Data provided =
· · ·

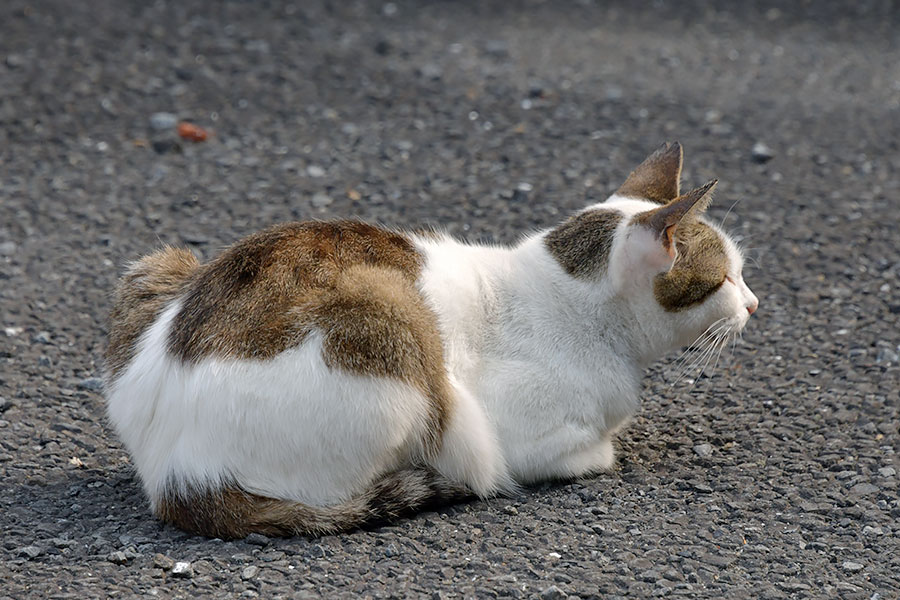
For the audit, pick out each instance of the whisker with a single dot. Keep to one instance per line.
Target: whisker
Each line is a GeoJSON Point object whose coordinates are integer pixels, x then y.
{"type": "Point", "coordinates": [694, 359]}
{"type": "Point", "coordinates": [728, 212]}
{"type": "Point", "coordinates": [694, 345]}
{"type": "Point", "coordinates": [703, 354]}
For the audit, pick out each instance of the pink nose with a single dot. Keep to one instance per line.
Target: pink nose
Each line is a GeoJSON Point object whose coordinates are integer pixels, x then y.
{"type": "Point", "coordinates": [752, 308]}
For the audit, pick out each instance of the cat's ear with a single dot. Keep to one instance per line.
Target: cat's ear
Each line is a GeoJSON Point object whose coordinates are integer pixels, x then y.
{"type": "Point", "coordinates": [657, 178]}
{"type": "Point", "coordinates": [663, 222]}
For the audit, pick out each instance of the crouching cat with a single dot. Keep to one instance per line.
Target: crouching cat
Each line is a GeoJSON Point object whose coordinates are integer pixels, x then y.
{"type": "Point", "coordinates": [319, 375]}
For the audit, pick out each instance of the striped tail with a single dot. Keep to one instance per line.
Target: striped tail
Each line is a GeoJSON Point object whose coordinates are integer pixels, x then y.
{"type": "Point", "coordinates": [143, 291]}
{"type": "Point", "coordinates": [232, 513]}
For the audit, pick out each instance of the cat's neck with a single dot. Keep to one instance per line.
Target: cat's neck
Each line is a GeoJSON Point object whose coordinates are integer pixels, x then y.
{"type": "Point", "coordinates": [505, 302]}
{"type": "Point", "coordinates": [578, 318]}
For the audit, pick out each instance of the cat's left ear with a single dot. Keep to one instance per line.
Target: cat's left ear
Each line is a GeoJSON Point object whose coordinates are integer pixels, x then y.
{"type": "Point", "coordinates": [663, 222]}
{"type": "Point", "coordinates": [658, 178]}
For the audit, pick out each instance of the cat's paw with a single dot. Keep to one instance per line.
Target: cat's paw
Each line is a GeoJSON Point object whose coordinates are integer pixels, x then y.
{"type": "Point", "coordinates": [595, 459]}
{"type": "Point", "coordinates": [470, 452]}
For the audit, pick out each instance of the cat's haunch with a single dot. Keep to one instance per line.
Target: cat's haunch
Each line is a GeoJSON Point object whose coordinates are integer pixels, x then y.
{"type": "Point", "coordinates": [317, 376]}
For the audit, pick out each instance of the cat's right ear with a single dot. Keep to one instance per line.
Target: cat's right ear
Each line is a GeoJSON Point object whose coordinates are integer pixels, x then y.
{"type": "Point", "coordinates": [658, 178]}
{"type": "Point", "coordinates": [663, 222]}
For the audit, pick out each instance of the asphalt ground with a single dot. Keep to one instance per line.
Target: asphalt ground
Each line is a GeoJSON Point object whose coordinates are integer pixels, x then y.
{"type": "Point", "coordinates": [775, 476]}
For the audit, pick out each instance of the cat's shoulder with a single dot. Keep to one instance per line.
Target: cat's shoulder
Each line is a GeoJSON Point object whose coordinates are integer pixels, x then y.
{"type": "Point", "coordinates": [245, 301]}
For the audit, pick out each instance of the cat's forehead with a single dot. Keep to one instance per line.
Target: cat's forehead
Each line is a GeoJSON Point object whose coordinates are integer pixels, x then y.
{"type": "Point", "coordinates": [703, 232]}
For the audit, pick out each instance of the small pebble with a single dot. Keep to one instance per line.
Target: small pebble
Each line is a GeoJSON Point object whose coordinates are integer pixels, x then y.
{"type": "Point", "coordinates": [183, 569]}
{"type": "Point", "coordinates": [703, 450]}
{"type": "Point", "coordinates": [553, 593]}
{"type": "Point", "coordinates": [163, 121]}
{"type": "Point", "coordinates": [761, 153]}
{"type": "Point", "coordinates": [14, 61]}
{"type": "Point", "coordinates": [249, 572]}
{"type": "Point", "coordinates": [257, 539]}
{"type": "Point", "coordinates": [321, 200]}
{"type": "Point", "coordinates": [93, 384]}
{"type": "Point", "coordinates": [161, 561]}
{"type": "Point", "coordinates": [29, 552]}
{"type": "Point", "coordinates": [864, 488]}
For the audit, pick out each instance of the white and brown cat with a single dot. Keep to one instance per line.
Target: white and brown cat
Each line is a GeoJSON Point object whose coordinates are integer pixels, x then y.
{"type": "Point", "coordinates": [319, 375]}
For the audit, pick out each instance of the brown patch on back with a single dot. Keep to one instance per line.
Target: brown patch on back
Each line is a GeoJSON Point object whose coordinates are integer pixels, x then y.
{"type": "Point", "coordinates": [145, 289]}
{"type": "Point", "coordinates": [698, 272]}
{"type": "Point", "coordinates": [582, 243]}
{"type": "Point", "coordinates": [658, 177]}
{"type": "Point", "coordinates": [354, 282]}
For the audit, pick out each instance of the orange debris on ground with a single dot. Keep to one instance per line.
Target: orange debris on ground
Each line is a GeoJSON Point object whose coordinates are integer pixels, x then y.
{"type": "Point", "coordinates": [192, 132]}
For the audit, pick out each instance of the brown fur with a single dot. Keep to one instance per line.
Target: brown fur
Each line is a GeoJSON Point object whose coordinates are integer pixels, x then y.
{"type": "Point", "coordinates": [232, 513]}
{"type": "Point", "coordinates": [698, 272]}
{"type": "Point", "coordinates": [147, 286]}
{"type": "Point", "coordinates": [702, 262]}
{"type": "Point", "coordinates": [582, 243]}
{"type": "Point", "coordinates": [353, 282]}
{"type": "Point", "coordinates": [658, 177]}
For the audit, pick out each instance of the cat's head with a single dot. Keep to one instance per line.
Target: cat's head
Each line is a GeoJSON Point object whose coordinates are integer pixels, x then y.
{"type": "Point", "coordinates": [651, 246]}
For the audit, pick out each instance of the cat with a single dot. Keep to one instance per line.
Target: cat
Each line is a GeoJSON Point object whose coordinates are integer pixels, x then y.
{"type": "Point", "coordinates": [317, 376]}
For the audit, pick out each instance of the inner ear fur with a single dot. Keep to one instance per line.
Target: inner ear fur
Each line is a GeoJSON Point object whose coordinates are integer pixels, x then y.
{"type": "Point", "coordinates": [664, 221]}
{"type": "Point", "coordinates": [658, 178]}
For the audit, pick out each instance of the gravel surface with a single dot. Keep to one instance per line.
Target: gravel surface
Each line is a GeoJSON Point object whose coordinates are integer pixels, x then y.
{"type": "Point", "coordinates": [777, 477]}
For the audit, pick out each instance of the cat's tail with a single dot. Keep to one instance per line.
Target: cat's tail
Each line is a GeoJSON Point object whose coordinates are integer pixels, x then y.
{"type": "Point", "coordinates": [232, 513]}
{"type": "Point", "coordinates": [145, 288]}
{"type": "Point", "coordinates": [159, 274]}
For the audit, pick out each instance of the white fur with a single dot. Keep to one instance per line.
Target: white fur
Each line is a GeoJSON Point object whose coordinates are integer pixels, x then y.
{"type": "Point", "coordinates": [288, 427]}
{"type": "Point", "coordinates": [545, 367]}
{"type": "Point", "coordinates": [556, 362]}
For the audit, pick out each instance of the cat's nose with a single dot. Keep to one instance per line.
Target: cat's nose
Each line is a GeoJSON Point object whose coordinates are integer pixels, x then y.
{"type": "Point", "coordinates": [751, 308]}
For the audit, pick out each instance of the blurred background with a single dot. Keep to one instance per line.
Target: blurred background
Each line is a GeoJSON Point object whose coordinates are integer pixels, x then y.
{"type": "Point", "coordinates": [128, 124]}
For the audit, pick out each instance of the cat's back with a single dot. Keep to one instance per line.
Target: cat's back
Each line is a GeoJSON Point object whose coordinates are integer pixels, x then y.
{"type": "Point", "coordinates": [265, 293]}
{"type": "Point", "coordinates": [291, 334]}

· · ·

Aim =
Copy out every line of the material above exactly, skipping the pictures.

Finished task =
For the audit, pick out each instance of the whisker with a single dot. Keep to one instance per line.
Target: whisker
Each line is a GeoJSON Point object whose coordinates are integer pixels, x then y.
{"type": "Point", "coordinates": [694, 359]}
{"type": "Point", "coordinates": [728, 212]}
{"type": "Point", "coordinates": [694, 345]}
{"type": "Point", "coordinates": [703, 354]}
For the audit, pick out each instance of the pink nose with a single dot. Keep to one instance per line.
Target: pink nose
Each line is a GeoJSON Point object whose coordinates are integer pixels, x then y.
{"type": "Point", "coordinates": [752, 308]}
For the audit, pick out each instance of the cat's ear with a single dot. Keep to one instance per line.
Target: cat's ear
Each line is a GeoJSON Point object whose coordinates are integer pixels, x then y.
{"type": "Point", "coordinates": [657, 178]}
{"type": "Point", "coordinates": [663, 222]}
For the audit, pick out each instance of the crouching cat with a single dot. Keep to one instance per line.
Target: crouching cat
Each line is a GeoJSON Point object whose coordinates are integer pixels, x then y.
{"type": "Point", "coordinates": [319, 375]}
For the audit, pick out each instance of the striped tail with a single dot. Keep to one instance per line.
Target: striped tail
Each line is a GeoJSON Point object whose coordinates are integer pixels, x then y.
{"type": "Point", "coordinates": [143, 291]}
{"type": "Point", "coordinates": [232, 513]}
For the audit, pick out each instance of the cat's neck with a single dot. Keep to one instance per line.
Target: cat's neck
Each line is a GeoJSON Point object whose coordinates are integer pixels, x then y.
{"type": "Point", "coordinates": [505, 302]}
{"type": "Point", "coordinates": [578, 318]}
For the audit, pick out each instance of the cat's left ear with a single dot. Keep to one instance per line.
Target: cat's left ear
Each line is a GeoJSON Point object whose coordinates are integer pixels, x then y.
{"type": "Point", "coordinates": [663, 222]}
{"type": "Point", "coordinates": [658, 178]}
For the audit, pick out each instance of the cat's paw with a single dot. Keep to one instance per line.
Target: cat's paw
Each line is a GeoJSON Point object whose coordinates are integer pixels, x then y.
{"type": "Point", "coordinates": [595, 459]}
{"type": "Point", "coordinates": [470, 452]}
For the audit, pick out each instance of the cat's haunch with a single dot. Keep to one instance per line.
Target: cat's haunch
Each line is a GeoJSON Point object whose coordinates are integer pixels, x then y.
{"type": "Point", "coordinates": [317, 376]}
For the audit, pick out each instance of the cat's right ear with a single dot. Keep to one instance per line.
Target: cat's right ear
Each line is a GeoJSON Point object whose coordinates are integer pixels, x then y.
{"type": "Point", "coordinates": [658, 178]}
{"type": "Point", "coordinates": [663, 222]}
For the audit, pick out each instance of the asphalt ground with a single dot. Keep to one instance per line.
Target: asphalt ground
Each line is a GeoJSON Point object whose coordinates are integer pixels, x then y.
{"type": "Point", "coordinates": [775, 476]}
For the audit, pick out each instance of the cat's shoulder with a single dot. Keep to one instance per line.
Target: cat's shoulder
Each line is a GeoJSON Point object whose coordinates are integer pixels, x then y.
{"type": "Point", "coordinates": [245, 301]}
For the audit, pick out each instance of the cat's forehead with a single dot. Keep to one instance per line.
Target: cat's forehead
Each line is a GeoJSON Point object whose coordinates are integer pixels, x then y.
{"type": "Point", "coordinates": [703, 232]}
For the audit, pick out each instance of the small pebble with a single dot. Keep to one instance per line.
Target: small pebble
Each line is a GeoJSON Point object whose coordinates are integer pixels, x then y.
{"type": "Point", "coordinates": [183, 569]}
{"type": "Point", "coordinates": [703, 450]}
{"type": "Point", "coordinates": [553, 593]}
{"type": "Point", "coordinates": [163, 121]}
{"type": "Point", "coordinates": [761, 153]}
{"type": "Point", "coordinates": [14, 61]}
{"type": "Point", "coordinates": [249, 572]}
{"type": "Point", "coordinates": [257, 539]}
{"type": "Point", "coordinates": [321, 200]}
{"type": "Point", "coordinates": [93, 384]}
{"type": "Point", "coordinates": [161, 561]}
{"type": "Point", "coordinates": [29, 552]}
{"type": "Point", "coordinates": [864, 488]}
For the audit, pick out each instance of the white and brown cat with a single dot. Keep to one instance per line.
Target: white and brown cat
Each line is a GeoJSON Point object whose coordinates are integer pixels, x then y.
{"type": "Point", "coordinates": [319, 375]}
For the audit, pick out each instance of the brown patch on back with a single dot. Keep to one instance per line.
Target: brown patch on back
Each line is a GeoJSON Point object whose coordinates are integer pixels, x then y.
{"type": "Point", "coordinates": [145, 289]}
{"type": "Point", "coordinates": [698, 272]}
{"type": "Point", "coordinates": [582, 243]}
{"type": "Point", "coordinates": [658, 177]}
{"type": "Point", "coordinates": [354, 282]}
For the audit, pick out each instance of the orange debris on ground with a single dot. Keep to one instance per line.
Target: orange debris on ground
Each line is a GeoJSON Point object whose coordinates are integer pixels, x then y.
{"type": "Point", "coordinates": [192, 132]}
For the audit, pick out each instance of the brown fur with a single dot. Keep to one instance per line.
Target: brown fur
Each line is a GeoJSON Point object whose coordinates are integer pixels, x then y.
{"type": "Point", "coordinates": [232, 513]}
{"type": "Point", "coordinates": [698, 272]}
{"type": "Point", "coordinates": [147, 286]}
{"type": "Point", "coordinates": [702, 262]}
{"type": "Point", "coordinates": [582, 243]}
{"type": "Point", "coordinates": [353, 282]}
{"type": "Point", "coordinates": [658, 177]}
For the audit, pick out each instance of the cat's head with a single dot. Keep to one instance per line.
Target: cat's head
Each line is a GeoJSON Point object whose coordinates are integer pixels, x then y.
{"type": "Point", "coordinates": [651, 246]}
For the audit, pick out each instance of the cat with a single dot. Keep to one instance per line.
Target: cat
Each line is a GeoJSON Point object whose coordinates are integer pixels, x then y.
{"type": "Point", "coordinates": [317, 376]}
For the audit, pick out each instance of the inner ear fur with a single dot. Keep to one instance per line.
Target: inner ear fur
Each line is a GeoJSON Point object whose coordinates are integer pixels, x then y.
{"type": "Point", "coordinates": [664, 221]}
{"type": "Point", "coordinates": [658, 178]}
For the audit, pick out each instance of the gravel surface with a single dot. Keep to one instance per line.
Target: gravel surface
Each line is a GeoJSON Point object whose coordinates are integer pixels, x then y.
{"type": "Point", "coordinates": [777, 477]}
For the audit, pick out each instance of the cat's tail with a single dot. Keep to one instance per line.
Target: cat's tail
Each line is a GeoJSON Point object whose coordinates are integer pixels, x then y.
{"type": "Point", "coordinates": [232, 513]}
{"type": "Point", "coordinates": [145, 288]}
{"type": "Point", "coordinates": [159, 274]}
For the audit, pick out each instance of the white fur with a single dot. Keep to one instance per line.
Target: white fur
Each line is a GeoJSON Point object whose coordinates are integer pixels, x then y.
{"type": "Point", "coordinates": [288, 427]}
{"type": "Point", "coordinates": [545, 367]}
{"type": "Point", "coordinates": [556, 362]}
For the audit, pick out each instance of the cat's nose with a single dot. Keep to one instance per line.
Target: cat's nose
Each line is a GeoJSON Point object whose coordinates are integer pixels, x then y.
{"type": "Point", "coordinates": [751, 308]}
For the audit, pick out each instance of the blurred background with a single dot. Keep to one instance per line.
Target: blurred background
Each line is a GeoJSON Point object whose coordinates are integer pixels, x then y.
{"type": "Point", "coordinates": [128, 124]}
For the audit, pick out each instance of the cat's back with a single dot. Keep to one instance per line.
Target: cat's back
Each line is a GeoJSON Point object whose coordinates are integer pixels, x then y.
{"type": "Point", "coordinates": [265, 293]}
{"type": "Point", "coordinates": [291, 334]}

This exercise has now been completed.